-- Opening Marker --

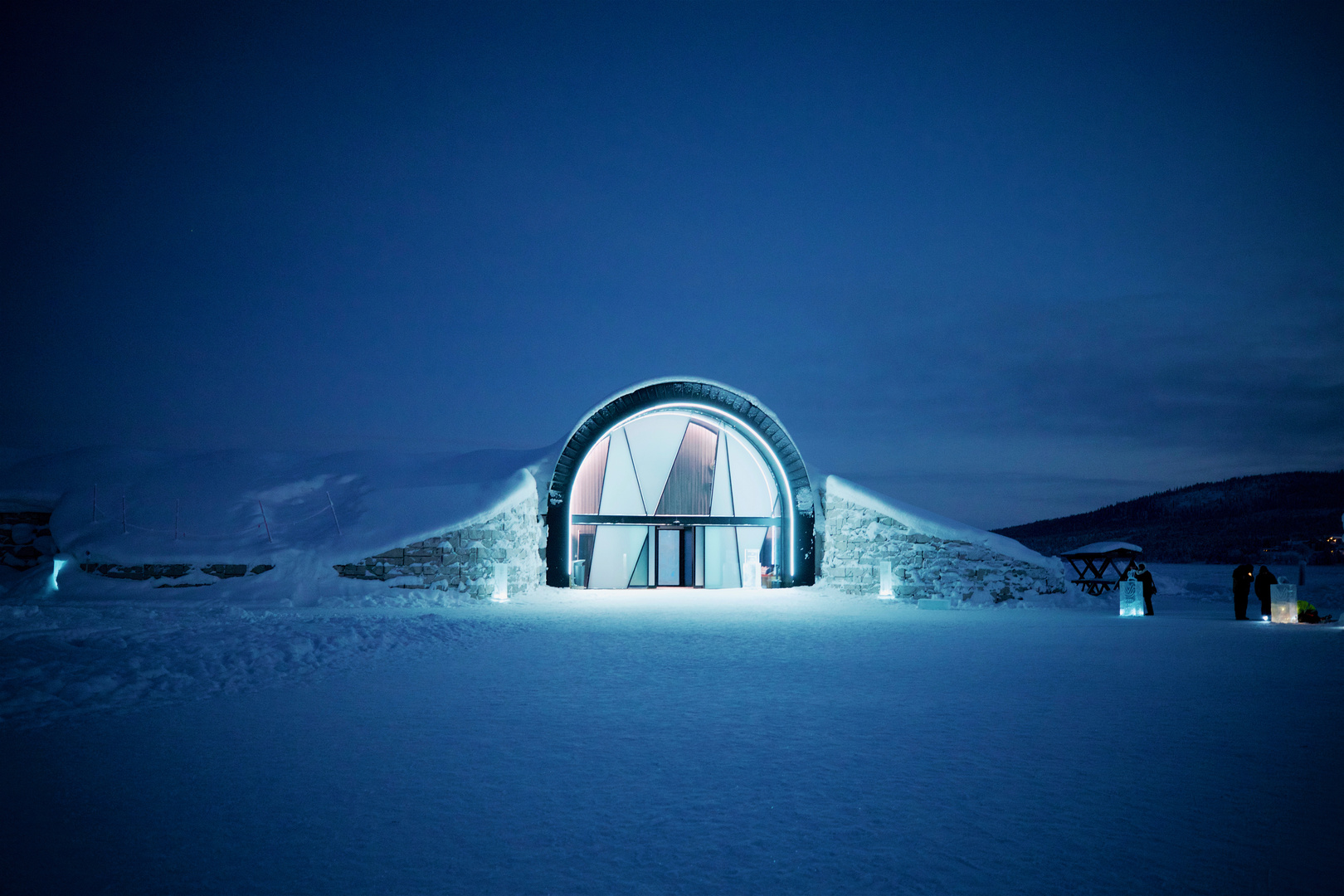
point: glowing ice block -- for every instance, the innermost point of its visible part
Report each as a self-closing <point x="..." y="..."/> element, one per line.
<point x="752" y="570"/>
<point x="1283" y="603"/>
<point x="1131" y="598"/>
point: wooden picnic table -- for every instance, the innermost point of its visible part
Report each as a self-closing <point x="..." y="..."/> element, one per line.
<point x="1101" y="566"/>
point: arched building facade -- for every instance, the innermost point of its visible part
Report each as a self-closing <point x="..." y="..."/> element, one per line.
<point x="679" y="483"/>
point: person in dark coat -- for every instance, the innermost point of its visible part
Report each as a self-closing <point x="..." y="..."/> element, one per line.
<point x="1242" y="578"/>
<point x="1262" y="583"/>
<point x="1149" y="589"/>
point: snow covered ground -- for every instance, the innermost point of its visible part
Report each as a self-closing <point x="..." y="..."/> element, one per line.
<point x="686" y="742"/>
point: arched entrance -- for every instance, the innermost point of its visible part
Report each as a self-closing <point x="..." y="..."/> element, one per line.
<point x="679" y="483"/>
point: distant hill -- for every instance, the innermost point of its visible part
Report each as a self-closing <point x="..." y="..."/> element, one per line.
<point x="1250" y="518"/>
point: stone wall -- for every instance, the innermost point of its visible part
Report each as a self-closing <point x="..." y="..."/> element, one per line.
<point x="464" y="559"/>
<point x="858" y="539"/>
<point x="24" y="539"/>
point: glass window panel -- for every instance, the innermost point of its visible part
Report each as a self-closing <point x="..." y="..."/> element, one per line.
<point x="670" y="557"/>
<point x="616" y="551"/>
<point x="655" y="441"/>
<point x="722" y="501"/>
<point x="722" y="568"/>
<point x="753" y="485"/>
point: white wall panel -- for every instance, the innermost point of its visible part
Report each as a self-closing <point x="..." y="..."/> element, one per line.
<point x="615" y="553"/>
<point x="620" y="489"/>
<point x="655" y="441"/>
<point x="722" y="567"/>
<point x="750" y="538"/>
<point x="753" y="485"/>
<point x="722" y="503"/>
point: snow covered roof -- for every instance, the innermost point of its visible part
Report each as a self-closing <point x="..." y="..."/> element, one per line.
<point x="933" y="524"/>
<point x="247" y="507"/>
<point x="1105" y="547"/>
<point x="672" y="379"/>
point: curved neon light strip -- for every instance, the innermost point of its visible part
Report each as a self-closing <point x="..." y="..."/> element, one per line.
<point x="743" y="429"/>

-- Closing Marker --

Task description »
Each line of the material is to be output exactly. Images are not part of the expected output.

Result »
point: glowing ice block -- for every instance, the innermost point of its visible part
Report each as a self-closing <point x="..." y="..."/> element, one per line.
<point x="752" y="570"/>
<point x="1283" y="603"/>
<point x="1131" y="598"/>
point: wooden picnic table -- for every instance, the innermost point of its visible part
Report each as a self-closing <point x="..." y="..."/> element, one per line.
<point x="1101" y="566"/>
point: arched building facade -- for every instance, the innermost point of its visible part
Report each as a self-closing <point x="..." y="..."/> element, one per line.
<point x="679" y="483"/>
point: person in dark coat -- for every instance, the innermost point of its visible part
Report each as a self-closing <point x="..." y="..."/> element, one per line.
<point x="1242" y="578"/>
<point x="1262" y="583"/>
<point x="1149" y="589"/>
point: snow covered ground -- for every instance, the innermost point of its visible part
Report each as a self-closing <point x="..." y="..."/> element, one per line.
<point x="686" y="742"/>
point: arched entrance -- for every instance, the innermost point of its visible part
Report each as a self-closing <point x="..." y="..."/> element, one per line.
<point x="679" y="483"/>
point: distant hill -- for every instance, the innermost point of its visible part
Report each as a self-closing <point x="..." y="..."/> element, one per line.
<point x="1250" y="518"/>
point: stone wall -- for every instance, the innermost point of its visible part
Report each as a self-closing <point x="..." y="..."/> element, one per line.
<point x="464" y="559"/>
<point x="858" y="539"/>
<point x="24" y="539"/>
point: glass window panel -- for every instance, the innermost point of its visible part
Report each as a self-closing <point x="..." y="..."/> element, one per line.
<point x="670" y="557"/>
<point x="616" y="551"/>
<point x="655" y="441"/>
<point x="722" y="501"/>
<point x="722" y="568"/>
<point x="753" y="485"/>
point: white wall panel -- for every instance, the innermost point of its visible part
Report each as a self-closing <point x="..." y="..."/> element, one per line.
<point x="615" y="553"/>
<point x="620" y="489"/>
<point x="655" y="441"/>
<point x="722" y="567"/>
<point x="750" y="538"/>
<point x="753" y="485"/>
<point x="722" y="503"/>
point: snow covered roof -- for every instance, the innermost point of its visible part
Report each as a self-closing <point x="..." y="..."/> element, one per line.
<point x="933" y="524"/>
<point x="247" y="507"/>
<point x="1105" y="547"/>
<point x="672" y="379"/>
point: curved neon light strip -- for every instance, the innermost point of its visible part
Report each as a self-closing <point x="..." y="..."/> element, one per line.
<point x="743" y="429"/>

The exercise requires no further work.